→ Task set
a – Summarize the article about the film Secondhand Lions in two sentences.
b – Carry the article about the film Secondhand Lions forward past its final sentence.

Following Holes, Secondhand Lions is the year's second unexpected family movie success story. Haley Joel Osment, Robert Duvall, and Michael Caine are impressing parents with their roles in director Tim McCanlies's whimsical story about a boy who finds much-needed father figures in his two eccentric uncles. The film has comedy, adventure, mystery, wild animals, and hidden treasure. It also has memorable performances, an unpredictable script, and a lot of heart. Last week, Film Forum featured early reviews. This week, more have come in, and so have impressive box office numbers.
At an early screening of the film, I joined other critics from the religious press to chat with Tim McCanlies and his cast. McCanlies does not look like a Hollywood filmmaker. He's an exuberant, down-to-earth Texan who clearly loves storytelling.

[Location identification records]
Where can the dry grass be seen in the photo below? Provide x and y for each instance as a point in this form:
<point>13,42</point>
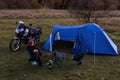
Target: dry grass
<point>14,66</point>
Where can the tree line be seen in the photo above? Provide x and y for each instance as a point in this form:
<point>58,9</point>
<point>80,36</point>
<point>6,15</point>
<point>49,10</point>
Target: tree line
<point>55,4</point>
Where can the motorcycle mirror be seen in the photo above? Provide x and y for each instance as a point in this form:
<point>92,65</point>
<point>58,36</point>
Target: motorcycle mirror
<point>16,23</point>
<point>30,24</point>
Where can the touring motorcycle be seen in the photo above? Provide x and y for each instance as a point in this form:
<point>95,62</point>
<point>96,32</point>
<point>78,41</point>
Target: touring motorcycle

→ Results by task
a – Secondhand Lions, Tim McCanlies's whimsical story starring Haley Joel Osment, Robert Duvall, and Michael Caine about a boy who finds father figures in his two eccentric uncles, is the year's second unexpected family movie success after Holes. At an early screening, the writer joined other critics from the religious press to talk with McCanlies, an exuberant, down-to-earth Texan who clearly loves storytelling.

b –
"I've been a writer for fifteen years in Hollywood and I had all these pent-up things I wanted to say," he says, referring to the many lessons learned by the young hero. "I guess I crammed it all into one script."
Young Walter is just the latest in a long tradition of big-screen kids who are either orphans or single-parented. When a critic asked McCanlies why this film and his previous family movie, an animated feature called The Iron Giant, have both been about fatherless boys, he explained. "When I was growing up, my father was in the military, so I was on my own a lot. People joke and ask, 'Why do kids in animated films have no parents, or only one parent?' And the glib answer is, "Well, that's one less person you have to animate."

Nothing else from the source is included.